:: Exercise brief ::
Retype the complete listing exactly as it appears.
↓
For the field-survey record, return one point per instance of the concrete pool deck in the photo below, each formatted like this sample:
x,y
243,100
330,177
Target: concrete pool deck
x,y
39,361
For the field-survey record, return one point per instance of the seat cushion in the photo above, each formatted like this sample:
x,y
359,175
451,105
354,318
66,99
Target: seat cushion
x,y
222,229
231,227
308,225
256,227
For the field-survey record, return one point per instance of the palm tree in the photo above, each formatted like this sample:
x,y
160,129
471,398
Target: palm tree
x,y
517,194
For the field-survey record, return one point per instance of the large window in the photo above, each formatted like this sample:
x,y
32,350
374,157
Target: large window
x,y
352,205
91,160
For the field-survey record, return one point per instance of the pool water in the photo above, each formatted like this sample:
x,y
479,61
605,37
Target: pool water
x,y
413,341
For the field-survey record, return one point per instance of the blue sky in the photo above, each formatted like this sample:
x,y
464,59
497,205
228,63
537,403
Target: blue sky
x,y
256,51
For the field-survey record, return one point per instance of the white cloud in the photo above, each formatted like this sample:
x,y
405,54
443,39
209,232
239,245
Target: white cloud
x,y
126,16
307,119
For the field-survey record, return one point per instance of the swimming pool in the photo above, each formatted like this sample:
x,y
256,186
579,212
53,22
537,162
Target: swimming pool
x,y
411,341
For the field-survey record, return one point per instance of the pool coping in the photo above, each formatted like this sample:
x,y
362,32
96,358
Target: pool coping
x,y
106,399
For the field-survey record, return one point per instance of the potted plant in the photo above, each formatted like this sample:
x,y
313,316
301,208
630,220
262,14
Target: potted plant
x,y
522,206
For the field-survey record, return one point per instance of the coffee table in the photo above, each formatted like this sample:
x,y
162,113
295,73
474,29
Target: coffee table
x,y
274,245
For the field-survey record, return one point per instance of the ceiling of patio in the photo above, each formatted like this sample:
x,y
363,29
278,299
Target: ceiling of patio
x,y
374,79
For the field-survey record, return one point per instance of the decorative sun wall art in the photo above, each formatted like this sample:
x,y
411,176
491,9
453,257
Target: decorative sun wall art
↑
:: Task solution ::
For the field-survey record, return one point per instance of the concrete pool deck in the photo below, each formatted like this sample:
x,y
243,100
330,177
Target: concrete pool deck
x,y
39,361
For the field-survey record, return one point per instance of the seat cushion in the photo above, each formatted like this sample:
x,y
359,175
451,105
354,318
66,99
Target: seat cushion
x,y
222,229
231,227
308,225
256,227
For the field-survey record, return one point per instance of the palm tree in the photo above, each formatted like this sample:
x,y
160,129
471,398
Target: palm tree
x,y
517,194
For the field-survey record, return one point per instance of the large window in the photo above, each formatted like this sample:
x,y
32,350
374,157
Target: large window
x,y
352,205
91,160
For the field-survey record, return one point per instance of the pool water in the photo above, each formatted like this sample:
x,y
479,61
605,37
Target: pool water
x,y
413,341
For the field-survey record, return one point per instance of the blue sky in the photo above, each formatted like this sample:
x,y
464,59
497,205
228,63
537,403
Target: blue sky
x,y
256,51
For the field-survey record, return one point per instance of the white cloud in the photo above, each formatted like this sample:
x,y
405,54
443,39
209,232
239,245
Target: white cloud
x,y
126,16
307,119
For the field-survey record, return one point per instance of the swimming pool in the photo above, each formatted like this sample:
x,y
256,186
579,212
53,22
537,162
Target: swimming pool
x,y
411,341
For the field-survey record, return one point per instance of the pool coping in the photo above, each formatted like this sample:
x,y
362,32
96,358
Target: pool coping
x,y
106,399
For the field-survey record, return one point per instance of the potted plant in the photo above, each formatted like this sample:
x,y
313,316
301,208
630,220
262,14
Target: potted plant
x,y
522,206
For the field-survey record, return one point per instance of the coffee table in the photo above, each formatted like this sample:
x,y
162,113
295,73
474,29
Target: coffee table
x,y
274,245
For the field-survey record, return one point per instance of the ceiling of patio in the photo above, each formatted like this sample:
x,y
363,29
278,299
Target: ceiling of patio
x,y
374,79
For the field-survey record, return one point per instance of the decorative sun wall art in the photo above, each formatted like this sample:
x,y
411,176
491,9
453,257
Target: decorative sun wall art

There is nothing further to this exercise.